▶ Text shown:

No, Gus Johnson’s mathematical bona fides as a Hall of Famer are not necessarily clear cut. His pro career was relatively short, having started late anyway and then ending early because of chronically bad knees in the days before good-as-new surgery. He was a 17-point, 13-rebound guy and a five-time All-Star, but even those achievements can be seen as modest by Springfield standards.
But here’s the thing, as we’ve noted before: it ain’t the Hall of Stats.
Johnson was, among his contemporaries, legendary. At 6-foot-6 and 235 pounds, he was a 2010 physical specimen in a 1960s game, an extraordinary leaper – “doing the things Dr. J became famous for,” said Ezrine, a Bullets season ticket holder who sold him a set of tires and became a lifelong friend. But he was also an unforgiving defender who would guard Oscar Robertson one night and Wilt Chamberlain the next, and whose wars in the paint with Dave DeBusschere of the New York Knicks may have lacked the glamour of Chamberlain-vs.-Russell but were every bit as ferocious.
“If he played today, ol’ Gussie would be a human highlight film,” veteran NBA and ABA coach Bob “Slick” Leonard once told Jim Henneman of the Baltimore PressBox. “That’s what people remember the most. But there was a lot more to his game than the spectacular dunks. He was special. He could play, man.”

▶ Study material:
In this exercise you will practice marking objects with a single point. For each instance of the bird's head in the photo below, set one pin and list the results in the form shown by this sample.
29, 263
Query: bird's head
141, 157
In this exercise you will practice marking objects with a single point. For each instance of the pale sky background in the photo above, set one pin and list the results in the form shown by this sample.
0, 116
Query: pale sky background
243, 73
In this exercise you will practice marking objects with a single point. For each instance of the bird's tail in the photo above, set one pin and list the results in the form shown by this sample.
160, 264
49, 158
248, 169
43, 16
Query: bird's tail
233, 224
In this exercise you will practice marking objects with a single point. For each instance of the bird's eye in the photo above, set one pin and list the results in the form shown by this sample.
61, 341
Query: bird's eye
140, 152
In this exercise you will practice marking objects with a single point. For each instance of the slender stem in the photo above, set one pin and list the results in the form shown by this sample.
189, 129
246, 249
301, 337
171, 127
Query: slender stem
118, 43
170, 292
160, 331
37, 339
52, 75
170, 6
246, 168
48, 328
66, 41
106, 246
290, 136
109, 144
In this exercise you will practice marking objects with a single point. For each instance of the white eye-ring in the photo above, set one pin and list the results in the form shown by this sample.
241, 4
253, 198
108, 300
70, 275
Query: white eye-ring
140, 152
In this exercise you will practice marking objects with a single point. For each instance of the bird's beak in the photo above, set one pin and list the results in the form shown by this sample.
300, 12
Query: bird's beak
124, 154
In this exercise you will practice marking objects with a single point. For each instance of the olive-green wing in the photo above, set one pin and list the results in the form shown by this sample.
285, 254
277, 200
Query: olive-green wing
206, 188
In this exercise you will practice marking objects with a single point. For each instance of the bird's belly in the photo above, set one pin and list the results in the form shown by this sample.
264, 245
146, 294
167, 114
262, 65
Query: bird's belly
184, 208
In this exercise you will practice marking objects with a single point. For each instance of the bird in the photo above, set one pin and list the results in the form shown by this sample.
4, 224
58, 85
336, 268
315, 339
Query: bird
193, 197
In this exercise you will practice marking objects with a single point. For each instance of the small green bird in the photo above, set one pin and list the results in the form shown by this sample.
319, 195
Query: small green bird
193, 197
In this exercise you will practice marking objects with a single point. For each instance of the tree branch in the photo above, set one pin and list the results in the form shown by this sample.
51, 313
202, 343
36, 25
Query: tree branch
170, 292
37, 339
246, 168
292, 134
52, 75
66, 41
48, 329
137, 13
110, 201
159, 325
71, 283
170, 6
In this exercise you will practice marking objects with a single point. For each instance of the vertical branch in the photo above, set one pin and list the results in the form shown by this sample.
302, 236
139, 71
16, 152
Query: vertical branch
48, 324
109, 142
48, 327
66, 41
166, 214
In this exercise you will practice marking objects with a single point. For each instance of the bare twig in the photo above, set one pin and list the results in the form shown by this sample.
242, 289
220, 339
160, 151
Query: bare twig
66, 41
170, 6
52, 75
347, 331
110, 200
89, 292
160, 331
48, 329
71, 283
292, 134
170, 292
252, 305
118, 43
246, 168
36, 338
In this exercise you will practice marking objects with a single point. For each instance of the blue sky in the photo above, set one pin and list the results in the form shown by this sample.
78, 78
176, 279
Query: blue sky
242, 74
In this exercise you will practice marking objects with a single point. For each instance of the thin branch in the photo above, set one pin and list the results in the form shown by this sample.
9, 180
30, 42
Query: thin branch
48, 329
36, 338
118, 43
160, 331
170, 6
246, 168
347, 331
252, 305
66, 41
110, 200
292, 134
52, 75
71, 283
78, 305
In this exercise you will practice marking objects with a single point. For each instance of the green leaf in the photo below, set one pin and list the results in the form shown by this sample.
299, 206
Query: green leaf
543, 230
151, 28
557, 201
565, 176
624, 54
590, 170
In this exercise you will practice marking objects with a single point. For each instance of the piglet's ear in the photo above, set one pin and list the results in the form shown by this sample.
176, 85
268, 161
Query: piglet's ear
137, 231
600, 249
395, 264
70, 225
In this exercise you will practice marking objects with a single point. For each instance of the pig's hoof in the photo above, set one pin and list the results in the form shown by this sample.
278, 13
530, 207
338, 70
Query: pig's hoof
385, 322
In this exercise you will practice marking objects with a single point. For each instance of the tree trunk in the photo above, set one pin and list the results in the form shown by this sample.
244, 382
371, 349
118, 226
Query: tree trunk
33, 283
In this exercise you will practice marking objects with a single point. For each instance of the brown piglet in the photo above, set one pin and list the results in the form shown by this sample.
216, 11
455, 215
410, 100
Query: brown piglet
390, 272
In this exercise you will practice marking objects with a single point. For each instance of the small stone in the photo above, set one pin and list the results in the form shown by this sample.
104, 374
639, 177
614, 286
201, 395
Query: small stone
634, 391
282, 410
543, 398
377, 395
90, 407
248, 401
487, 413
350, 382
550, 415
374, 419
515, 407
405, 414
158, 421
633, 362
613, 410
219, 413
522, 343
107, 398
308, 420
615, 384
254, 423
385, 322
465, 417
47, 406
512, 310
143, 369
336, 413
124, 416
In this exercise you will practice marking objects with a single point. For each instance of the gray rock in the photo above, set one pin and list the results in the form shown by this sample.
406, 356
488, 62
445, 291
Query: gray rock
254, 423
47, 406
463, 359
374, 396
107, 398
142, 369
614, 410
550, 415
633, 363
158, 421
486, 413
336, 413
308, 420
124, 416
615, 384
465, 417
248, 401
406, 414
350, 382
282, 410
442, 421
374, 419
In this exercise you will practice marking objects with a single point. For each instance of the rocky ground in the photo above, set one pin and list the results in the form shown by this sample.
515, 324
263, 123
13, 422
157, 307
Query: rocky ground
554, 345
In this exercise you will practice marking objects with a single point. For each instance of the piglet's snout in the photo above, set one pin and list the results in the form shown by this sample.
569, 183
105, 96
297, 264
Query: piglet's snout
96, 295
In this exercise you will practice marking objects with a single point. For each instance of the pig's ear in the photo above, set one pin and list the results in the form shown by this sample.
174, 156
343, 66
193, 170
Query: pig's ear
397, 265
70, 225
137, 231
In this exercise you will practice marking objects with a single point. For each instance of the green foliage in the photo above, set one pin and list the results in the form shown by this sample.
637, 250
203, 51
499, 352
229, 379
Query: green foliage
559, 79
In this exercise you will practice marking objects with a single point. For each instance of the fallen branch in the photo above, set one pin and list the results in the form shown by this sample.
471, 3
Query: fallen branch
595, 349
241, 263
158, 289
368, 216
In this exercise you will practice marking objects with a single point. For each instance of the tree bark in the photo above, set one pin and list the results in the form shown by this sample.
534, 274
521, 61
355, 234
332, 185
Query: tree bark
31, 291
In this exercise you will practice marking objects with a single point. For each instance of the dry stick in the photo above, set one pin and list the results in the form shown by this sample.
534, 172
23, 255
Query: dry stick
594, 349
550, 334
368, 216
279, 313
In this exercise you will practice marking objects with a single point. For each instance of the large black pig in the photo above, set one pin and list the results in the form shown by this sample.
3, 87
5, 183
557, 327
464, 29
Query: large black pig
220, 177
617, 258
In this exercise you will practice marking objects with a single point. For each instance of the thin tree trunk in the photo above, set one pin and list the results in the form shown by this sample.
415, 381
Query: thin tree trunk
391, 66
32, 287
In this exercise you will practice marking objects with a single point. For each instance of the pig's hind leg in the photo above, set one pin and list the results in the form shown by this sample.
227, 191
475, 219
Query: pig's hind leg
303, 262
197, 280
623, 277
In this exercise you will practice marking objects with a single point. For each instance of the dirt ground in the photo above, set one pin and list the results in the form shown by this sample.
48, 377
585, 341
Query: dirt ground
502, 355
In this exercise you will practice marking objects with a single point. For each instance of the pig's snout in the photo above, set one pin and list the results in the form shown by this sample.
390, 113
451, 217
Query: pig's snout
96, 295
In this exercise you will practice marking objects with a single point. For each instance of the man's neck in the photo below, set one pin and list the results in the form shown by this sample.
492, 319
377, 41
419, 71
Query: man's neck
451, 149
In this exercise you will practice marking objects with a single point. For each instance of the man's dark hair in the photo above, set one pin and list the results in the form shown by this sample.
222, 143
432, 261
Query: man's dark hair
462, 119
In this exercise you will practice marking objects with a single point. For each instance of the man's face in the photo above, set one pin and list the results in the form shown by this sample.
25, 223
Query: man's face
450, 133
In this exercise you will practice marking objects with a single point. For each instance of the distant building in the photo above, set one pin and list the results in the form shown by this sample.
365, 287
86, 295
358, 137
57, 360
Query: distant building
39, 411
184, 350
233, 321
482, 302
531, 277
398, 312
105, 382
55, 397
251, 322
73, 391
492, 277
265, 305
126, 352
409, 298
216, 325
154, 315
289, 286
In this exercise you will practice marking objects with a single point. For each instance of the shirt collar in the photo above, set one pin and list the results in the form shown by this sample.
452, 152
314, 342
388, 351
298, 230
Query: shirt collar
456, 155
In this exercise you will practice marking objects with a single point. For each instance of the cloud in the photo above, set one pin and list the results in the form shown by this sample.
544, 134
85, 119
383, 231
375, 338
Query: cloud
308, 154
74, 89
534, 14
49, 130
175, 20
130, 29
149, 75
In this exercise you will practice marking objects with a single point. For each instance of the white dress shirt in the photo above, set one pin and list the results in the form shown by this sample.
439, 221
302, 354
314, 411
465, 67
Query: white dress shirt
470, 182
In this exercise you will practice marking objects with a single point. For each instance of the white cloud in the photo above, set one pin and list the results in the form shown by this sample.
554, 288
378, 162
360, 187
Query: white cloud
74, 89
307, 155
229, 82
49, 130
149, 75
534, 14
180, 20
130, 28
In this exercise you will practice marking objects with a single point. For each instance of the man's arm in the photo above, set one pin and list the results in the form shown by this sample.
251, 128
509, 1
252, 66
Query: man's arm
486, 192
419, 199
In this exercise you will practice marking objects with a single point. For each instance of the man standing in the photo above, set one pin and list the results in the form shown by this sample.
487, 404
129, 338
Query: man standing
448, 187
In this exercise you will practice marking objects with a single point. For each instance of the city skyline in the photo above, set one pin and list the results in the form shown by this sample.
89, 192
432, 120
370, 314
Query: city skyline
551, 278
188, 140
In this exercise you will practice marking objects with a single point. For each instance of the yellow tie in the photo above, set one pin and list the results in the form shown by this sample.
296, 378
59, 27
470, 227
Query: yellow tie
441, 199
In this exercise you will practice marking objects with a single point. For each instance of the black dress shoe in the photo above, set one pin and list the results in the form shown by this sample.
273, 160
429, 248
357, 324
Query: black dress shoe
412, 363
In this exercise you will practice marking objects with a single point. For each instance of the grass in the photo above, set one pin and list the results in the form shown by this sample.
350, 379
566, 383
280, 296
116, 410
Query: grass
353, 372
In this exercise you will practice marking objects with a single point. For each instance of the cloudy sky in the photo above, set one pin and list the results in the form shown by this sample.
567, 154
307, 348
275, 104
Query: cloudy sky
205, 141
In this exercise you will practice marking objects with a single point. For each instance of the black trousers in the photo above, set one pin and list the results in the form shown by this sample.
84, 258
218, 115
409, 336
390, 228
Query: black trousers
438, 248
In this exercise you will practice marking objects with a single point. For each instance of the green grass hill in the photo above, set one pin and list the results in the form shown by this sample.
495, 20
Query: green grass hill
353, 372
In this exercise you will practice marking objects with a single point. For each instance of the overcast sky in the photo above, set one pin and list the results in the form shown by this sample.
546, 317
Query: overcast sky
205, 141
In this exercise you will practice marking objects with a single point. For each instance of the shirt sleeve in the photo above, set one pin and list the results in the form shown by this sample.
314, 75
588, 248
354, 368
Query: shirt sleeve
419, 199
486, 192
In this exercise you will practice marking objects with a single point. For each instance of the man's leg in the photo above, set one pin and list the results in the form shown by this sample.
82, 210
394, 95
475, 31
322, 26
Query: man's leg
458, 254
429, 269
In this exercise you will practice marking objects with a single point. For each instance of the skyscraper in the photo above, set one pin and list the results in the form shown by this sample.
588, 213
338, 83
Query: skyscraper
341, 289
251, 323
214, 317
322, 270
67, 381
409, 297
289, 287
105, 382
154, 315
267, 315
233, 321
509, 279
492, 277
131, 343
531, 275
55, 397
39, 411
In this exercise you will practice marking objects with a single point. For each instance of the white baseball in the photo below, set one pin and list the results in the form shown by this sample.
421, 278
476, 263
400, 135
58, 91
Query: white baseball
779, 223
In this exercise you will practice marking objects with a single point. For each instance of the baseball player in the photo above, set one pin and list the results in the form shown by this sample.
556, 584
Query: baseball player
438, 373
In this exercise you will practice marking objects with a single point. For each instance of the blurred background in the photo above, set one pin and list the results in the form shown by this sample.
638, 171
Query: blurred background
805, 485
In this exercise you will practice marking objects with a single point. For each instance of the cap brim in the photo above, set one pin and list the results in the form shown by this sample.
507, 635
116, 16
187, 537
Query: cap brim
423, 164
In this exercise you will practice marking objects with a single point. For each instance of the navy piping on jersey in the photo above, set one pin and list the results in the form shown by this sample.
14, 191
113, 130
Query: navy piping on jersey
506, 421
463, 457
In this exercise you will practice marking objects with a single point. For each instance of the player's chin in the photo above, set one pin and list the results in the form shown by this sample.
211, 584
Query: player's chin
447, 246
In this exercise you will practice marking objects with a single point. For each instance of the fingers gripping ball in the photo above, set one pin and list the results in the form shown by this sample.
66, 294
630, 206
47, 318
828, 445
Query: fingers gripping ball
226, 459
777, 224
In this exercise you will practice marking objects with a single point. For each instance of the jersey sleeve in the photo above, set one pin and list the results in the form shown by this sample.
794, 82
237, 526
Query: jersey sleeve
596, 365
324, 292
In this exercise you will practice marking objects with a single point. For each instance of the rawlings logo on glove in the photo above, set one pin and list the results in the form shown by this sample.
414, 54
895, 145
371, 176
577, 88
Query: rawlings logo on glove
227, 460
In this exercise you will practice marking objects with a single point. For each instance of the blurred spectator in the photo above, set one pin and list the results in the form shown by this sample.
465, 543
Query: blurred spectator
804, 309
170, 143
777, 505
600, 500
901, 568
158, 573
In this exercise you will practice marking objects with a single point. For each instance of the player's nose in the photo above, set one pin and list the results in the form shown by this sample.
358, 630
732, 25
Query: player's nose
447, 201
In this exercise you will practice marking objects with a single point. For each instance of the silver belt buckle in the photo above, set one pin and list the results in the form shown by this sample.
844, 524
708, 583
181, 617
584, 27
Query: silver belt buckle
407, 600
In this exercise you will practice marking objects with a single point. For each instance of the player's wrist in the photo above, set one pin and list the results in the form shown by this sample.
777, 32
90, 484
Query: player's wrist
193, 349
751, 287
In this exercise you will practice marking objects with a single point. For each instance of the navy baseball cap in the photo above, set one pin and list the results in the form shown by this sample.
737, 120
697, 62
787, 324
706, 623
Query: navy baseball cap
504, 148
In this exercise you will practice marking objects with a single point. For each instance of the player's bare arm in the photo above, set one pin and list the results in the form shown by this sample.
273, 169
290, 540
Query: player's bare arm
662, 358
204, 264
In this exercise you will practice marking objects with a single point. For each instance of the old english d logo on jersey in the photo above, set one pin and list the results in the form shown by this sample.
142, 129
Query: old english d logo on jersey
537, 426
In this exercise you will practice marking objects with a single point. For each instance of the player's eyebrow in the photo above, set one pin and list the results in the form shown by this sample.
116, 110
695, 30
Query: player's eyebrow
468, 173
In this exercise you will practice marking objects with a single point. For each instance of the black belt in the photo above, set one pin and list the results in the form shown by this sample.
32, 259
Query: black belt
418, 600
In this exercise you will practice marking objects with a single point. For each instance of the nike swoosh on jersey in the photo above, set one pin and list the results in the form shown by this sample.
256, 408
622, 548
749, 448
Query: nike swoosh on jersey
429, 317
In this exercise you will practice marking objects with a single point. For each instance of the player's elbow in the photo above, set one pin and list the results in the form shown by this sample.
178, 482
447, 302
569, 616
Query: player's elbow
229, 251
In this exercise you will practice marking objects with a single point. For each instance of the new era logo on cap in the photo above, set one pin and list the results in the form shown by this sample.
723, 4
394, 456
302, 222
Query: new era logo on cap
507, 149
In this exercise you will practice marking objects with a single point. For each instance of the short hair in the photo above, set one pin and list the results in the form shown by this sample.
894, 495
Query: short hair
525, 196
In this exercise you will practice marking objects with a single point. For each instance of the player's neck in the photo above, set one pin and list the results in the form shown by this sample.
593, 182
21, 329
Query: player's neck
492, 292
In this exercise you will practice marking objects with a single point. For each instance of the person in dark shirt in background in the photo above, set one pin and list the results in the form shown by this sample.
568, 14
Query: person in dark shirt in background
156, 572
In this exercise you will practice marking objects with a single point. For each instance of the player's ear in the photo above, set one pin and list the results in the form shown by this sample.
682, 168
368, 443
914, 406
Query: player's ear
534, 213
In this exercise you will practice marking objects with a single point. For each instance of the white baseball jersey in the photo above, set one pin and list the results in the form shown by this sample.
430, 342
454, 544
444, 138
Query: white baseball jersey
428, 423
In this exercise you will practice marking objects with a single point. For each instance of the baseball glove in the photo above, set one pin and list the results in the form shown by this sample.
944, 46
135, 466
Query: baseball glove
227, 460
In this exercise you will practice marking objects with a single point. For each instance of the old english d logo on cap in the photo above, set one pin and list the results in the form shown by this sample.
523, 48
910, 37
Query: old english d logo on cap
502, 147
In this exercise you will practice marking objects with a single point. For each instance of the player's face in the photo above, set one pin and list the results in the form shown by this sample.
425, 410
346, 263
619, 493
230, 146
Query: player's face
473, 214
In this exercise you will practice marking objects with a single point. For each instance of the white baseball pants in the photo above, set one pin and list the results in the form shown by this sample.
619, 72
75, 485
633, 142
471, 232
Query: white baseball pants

▶ Task objective: Print everything in the Gus Johnson passage from "No, Gus Johnson’s" down to "Hall of Stats.". The lines have no connection to the passage about Gus Johnson.

▶ Final answer:
No, Gus Johnson’s mathematical bona fides as a Hall of Famer are not necessarily clear cut. His pro career was relatively short, having started late anyway and then ending early because of chronically bad knees in the days before good-as-new surgery. He was a 17-point, 13-rebound guy and a five-time All-Star, but even those achievements can be seen as modest by Springfield standards.
But here’s the thing, as we’ve noted before: it ain’t the Hall of Stats.